Mohandas Gandhi said nonviolence was the active, unconditional love toward others, the persistent pursuit of truth, the radical forgiveness toward those who hurt us, the steadfast resistance to every form of evil, and even the loving willingness to accept suffering in the struggle for justice without the desire for retaliation. —John Dear CAC.ORG – FR. RICHARD ROHR

 

Marianne rocks

Marianne Williamson, a Democratic Presidential candidate, has been on my radar screen ever since reading her book ILLUMINATA, published in 1994.  Her approach to Picture40spirituality in relation to the insanity of our world focuses on individual as well as governmental responsibility and dedication to nonviolent interaction.  It is refreshing to see an aspirant for political office who is not pumping international conflict and control.

from ILLUMINATA:

Dear Lord, please lift me up and heal me. 
Cast out of my mind all thoughts that are not of You. 
Cast out of me all harsh and critical nature. 
Cast out of me all violence and all anger. 
Cast out of me all demons from my past. 
For I would be made new.

※

TASKS:
**a)** Decide whether each statement agrees with the post about Marianne Williamson, answering yes or no and quoting the words of the post that settle it: (i) ILLUMINATA was published in 1994. (ii) The definition of nonviolence is attributed to Martin Luther King Jr. (iii) Marianne Williamson is called a Republican Presidential candidate.
**b)** List every quality that, according to the post about Marianne Williamson, Gandhi said nonviolence was.
**c)** Please carry the post about Marianne Williamson forward from its last line.

(Source data)

※

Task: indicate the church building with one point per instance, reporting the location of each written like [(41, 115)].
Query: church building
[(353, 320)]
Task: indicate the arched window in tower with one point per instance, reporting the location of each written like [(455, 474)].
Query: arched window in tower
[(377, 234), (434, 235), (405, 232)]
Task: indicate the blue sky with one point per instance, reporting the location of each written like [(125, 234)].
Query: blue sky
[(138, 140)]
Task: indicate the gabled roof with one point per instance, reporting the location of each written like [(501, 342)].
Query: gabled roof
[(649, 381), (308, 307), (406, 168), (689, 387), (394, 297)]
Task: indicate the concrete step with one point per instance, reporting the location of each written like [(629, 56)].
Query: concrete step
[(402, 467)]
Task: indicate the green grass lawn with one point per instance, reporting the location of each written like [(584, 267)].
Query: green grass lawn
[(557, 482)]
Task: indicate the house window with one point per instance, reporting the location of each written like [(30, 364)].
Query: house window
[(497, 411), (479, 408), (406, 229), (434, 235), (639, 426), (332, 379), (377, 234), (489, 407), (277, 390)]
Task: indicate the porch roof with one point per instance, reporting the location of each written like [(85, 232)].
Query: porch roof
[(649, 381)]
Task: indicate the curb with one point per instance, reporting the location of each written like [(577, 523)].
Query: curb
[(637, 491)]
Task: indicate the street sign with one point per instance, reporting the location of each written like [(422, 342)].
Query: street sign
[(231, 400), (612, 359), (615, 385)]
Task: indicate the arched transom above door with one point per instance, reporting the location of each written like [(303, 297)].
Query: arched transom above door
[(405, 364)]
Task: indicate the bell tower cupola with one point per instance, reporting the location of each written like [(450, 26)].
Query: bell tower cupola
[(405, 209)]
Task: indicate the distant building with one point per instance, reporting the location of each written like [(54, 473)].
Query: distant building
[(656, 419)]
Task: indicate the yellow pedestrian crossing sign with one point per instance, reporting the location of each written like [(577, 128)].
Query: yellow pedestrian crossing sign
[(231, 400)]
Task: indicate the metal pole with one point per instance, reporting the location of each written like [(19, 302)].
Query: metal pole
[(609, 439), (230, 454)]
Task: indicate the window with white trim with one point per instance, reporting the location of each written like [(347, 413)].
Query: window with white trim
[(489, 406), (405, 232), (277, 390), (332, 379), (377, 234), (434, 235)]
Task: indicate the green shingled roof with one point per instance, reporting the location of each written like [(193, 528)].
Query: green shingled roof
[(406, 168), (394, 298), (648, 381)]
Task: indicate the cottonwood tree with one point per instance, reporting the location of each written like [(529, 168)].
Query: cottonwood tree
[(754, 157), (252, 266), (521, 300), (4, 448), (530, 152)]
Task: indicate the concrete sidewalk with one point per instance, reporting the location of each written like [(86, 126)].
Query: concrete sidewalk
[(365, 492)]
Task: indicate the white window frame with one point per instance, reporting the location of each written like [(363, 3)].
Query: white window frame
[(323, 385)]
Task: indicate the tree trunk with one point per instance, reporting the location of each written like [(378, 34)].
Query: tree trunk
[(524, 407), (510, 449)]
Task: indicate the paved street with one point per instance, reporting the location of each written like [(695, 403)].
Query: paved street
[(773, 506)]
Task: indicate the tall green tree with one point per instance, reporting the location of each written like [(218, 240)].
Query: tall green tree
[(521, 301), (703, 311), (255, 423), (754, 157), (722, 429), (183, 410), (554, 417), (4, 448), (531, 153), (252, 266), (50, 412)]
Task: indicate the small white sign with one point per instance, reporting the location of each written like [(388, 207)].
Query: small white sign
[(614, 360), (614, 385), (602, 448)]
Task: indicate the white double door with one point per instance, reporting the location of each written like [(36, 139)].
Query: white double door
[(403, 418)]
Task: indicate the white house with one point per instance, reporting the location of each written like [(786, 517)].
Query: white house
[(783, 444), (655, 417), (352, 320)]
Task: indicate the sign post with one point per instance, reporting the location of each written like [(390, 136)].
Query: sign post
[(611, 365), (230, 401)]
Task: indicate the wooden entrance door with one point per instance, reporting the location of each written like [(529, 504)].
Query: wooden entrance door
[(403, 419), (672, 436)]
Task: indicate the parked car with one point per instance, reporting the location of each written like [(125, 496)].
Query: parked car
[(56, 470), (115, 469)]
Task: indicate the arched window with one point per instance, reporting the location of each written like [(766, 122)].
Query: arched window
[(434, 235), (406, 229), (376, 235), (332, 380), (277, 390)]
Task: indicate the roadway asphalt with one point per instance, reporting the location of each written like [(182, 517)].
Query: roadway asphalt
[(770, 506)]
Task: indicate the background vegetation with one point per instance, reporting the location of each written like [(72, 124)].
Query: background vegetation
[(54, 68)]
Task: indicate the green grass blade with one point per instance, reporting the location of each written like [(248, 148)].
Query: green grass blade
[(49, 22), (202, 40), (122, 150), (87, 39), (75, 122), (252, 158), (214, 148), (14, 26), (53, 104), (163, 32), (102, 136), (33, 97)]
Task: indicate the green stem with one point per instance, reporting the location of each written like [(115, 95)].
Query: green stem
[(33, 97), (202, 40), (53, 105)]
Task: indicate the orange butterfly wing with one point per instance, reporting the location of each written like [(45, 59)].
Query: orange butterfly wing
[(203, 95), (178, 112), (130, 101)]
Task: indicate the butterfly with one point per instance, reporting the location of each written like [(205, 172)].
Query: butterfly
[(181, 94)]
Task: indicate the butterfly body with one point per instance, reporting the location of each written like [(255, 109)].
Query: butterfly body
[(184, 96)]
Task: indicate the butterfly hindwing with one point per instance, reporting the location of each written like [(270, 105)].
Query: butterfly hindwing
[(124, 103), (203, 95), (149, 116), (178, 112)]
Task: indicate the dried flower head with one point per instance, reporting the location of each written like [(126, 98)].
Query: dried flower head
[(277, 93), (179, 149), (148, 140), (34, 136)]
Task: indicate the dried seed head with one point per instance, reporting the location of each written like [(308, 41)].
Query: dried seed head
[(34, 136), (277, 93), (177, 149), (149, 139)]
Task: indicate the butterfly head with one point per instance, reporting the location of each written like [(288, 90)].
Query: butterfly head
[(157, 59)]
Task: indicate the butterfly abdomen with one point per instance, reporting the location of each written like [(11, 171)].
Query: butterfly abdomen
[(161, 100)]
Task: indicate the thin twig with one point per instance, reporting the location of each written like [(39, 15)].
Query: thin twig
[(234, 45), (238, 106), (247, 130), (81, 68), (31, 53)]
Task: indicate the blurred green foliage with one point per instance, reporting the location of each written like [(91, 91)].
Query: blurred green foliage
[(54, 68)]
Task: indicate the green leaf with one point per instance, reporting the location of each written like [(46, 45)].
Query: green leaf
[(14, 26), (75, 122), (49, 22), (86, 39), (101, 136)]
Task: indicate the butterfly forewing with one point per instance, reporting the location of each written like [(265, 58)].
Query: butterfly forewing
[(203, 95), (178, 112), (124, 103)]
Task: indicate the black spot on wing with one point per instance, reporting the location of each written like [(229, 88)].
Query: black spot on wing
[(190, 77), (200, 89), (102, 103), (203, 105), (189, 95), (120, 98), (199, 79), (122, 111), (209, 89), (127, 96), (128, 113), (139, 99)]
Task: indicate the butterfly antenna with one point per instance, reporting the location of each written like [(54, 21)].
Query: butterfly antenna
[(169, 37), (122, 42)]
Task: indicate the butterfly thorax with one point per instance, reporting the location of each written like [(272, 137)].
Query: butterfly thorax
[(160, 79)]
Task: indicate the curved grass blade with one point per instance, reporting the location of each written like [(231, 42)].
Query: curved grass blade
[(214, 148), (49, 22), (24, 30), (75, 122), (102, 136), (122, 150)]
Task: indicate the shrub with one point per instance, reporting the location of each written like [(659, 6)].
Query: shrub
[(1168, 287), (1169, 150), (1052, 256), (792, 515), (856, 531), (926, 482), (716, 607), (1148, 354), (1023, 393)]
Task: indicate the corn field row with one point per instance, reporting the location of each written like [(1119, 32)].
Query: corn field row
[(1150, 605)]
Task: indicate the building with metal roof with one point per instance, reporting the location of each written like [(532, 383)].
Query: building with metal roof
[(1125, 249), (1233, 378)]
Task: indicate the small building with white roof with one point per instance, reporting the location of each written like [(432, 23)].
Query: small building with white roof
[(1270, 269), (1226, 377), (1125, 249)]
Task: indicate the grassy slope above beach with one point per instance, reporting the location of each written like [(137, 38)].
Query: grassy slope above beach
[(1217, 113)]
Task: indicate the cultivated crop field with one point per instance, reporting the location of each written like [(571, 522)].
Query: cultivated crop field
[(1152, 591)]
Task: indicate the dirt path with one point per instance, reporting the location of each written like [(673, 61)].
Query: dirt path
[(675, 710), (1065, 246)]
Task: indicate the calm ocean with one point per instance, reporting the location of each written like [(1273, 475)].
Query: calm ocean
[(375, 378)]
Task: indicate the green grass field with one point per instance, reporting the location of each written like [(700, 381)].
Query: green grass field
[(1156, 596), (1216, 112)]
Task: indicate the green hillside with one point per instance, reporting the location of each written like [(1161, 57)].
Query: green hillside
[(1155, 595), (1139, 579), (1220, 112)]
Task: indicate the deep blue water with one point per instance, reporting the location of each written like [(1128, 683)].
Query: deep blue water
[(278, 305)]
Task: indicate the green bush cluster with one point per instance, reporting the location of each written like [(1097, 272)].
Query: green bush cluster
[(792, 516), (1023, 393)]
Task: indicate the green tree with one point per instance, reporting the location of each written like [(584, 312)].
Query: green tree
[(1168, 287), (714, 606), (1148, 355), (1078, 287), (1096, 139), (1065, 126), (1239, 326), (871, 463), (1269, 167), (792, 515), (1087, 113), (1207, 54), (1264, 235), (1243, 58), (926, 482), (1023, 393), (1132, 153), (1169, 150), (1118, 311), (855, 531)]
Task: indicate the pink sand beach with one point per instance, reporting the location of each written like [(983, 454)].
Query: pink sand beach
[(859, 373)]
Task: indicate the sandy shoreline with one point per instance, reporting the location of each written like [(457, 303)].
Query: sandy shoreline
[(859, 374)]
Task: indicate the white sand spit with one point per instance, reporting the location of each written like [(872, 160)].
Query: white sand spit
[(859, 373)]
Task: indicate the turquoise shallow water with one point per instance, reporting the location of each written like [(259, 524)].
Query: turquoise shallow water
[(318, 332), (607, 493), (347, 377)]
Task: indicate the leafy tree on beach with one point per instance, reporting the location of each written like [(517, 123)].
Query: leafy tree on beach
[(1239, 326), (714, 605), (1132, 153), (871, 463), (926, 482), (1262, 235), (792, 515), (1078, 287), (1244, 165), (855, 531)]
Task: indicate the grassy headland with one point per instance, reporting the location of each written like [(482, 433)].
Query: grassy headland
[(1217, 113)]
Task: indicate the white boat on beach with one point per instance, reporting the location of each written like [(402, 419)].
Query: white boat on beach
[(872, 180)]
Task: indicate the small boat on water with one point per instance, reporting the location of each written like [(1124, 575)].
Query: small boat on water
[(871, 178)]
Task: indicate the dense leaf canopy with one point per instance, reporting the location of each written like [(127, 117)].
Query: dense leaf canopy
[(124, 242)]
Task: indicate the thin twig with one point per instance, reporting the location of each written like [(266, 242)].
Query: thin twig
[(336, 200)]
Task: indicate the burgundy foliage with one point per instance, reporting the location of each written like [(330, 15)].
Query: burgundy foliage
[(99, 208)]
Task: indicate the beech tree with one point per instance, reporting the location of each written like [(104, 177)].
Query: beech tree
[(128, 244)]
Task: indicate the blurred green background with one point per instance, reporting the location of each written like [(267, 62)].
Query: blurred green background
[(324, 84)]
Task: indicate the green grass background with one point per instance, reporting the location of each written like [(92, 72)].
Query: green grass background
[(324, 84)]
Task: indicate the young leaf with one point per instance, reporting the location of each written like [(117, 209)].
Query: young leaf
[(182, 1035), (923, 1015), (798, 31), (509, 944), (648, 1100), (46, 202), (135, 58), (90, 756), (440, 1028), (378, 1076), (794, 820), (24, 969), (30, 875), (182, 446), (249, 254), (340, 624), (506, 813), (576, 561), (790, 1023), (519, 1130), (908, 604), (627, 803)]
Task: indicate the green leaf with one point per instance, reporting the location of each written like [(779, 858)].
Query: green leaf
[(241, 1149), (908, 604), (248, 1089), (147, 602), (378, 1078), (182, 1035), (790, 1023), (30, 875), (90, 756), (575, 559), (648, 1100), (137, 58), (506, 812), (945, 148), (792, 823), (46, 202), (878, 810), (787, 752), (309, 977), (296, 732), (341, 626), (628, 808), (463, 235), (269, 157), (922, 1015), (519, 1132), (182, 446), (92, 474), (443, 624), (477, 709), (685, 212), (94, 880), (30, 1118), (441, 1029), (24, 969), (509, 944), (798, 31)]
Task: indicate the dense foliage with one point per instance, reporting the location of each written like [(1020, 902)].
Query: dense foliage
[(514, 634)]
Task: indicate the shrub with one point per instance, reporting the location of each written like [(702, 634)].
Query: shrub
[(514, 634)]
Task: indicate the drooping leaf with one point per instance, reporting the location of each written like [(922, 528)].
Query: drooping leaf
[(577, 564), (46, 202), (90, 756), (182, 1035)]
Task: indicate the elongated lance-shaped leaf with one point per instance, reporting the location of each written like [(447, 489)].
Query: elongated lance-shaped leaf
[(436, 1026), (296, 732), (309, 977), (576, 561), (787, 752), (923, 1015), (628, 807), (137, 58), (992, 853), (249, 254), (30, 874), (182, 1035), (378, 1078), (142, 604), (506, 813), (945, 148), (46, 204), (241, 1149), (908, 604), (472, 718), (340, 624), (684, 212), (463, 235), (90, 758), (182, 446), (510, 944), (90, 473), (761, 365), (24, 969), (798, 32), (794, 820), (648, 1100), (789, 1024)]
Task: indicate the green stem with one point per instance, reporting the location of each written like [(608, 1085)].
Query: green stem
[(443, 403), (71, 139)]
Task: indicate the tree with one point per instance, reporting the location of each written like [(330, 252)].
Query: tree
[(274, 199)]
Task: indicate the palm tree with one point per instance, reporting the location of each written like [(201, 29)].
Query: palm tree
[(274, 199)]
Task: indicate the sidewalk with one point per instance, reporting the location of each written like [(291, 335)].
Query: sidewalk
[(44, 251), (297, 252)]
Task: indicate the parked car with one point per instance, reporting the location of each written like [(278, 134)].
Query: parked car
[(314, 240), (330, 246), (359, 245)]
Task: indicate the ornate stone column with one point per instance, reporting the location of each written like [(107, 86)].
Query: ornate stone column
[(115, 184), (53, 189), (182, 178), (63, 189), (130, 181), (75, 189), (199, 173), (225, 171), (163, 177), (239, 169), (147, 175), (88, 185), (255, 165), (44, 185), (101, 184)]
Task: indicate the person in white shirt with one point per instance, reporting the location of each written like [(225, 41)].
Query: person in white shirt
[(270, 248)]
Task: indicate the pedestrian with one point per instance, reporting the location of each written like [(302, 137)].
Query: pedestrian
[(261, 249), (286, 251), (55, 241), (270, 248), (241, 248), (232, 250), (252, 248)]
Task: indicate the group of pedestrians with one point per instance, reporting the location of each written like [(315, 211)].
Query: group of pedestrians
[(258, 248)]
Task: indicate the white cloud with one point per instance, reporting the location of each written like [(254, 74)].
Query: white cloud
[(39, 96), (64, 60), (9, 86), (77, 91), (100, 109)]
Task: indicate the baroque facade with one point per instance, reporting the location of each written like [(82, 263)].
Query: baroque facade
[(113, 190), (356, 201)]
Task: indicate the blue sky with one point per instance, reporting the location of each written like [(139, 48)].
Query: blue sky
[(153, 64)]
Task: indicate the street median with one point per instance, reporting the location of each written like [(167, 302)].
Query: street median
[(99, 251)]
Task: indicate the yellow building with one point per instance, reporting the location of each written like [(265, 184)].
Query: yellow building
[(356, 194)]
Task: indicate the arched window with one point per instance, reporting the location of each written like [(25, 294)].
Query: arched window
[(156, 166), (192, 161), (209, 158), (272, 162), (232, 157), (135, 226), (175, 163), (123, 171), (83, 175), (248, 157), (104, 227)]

※

RESPONSES TO THE EXERCISE:
**a)**
(i) Yes: "published in 1994"
(ii) No: "Mohandas Gandhi said"
(iii) No: "a Democratic Presidential candidate"

**b)**
- the active, unconditional love toward others
- the persistent pursuit of truth
- the radical forgiveness toward those who hurt us
- the steadfast resistance to every form of evil
- the loving willingness to accept suffering in the struggle for justice without the desire for retaliation

**c)**
It all begins within me.  Cast out of me all harsh and critical nature.  Cast out of me all violence and all anger.  Do you realize how difficult that can be in today’s world as we are blasted every day with media reports of raging conflicts, of government corruption, of unnecessary death as a result of violence?  Massacres of citizens in Syria, imprisonment of dissenters in Russia, genocide of indigenous people in African countries, suicide bombings in the Middle East, mass shootings in the USA – the ceaseless world horrors grab our attention each day as we watch the instantaneous news coverage.  How in hell can I ‘cast out all harsh and critical nature, violence and anger?’

It’s impossible unless I retire to my imaginary Mediterranean island with the monks, give up all worldly connections and meditate 24/7.  On that island is peace?  Maybe.  But living in seclusion on an island is not what Jesus taught through his own nonviolent interaction with the Jewish society of his time.  He did not cave, he did not capitulate to the Roman authorities nor the religious corruption of his time.  He participated and embraced all aspects of life in 1st century Israel.

Fr. Richard Rohr at CAC.ORG comments in today’s meditation:

“How is it that many Christians have managed to avoid what Jesus actually taught? We’ve evaded major parts of the Sermon on the Mount (Matthew 5-7): the Beatitudes, Jesus’ warning about idolizing “mammon,” his clear directive and example of nonviolence, and his command to love our enemies. I never see the Beatitudes on courthouse lawns. Perhaps we think his teaching is nice in theory but impractical in real life. Perhaps we do not believe nonviolence can actually effect real change.”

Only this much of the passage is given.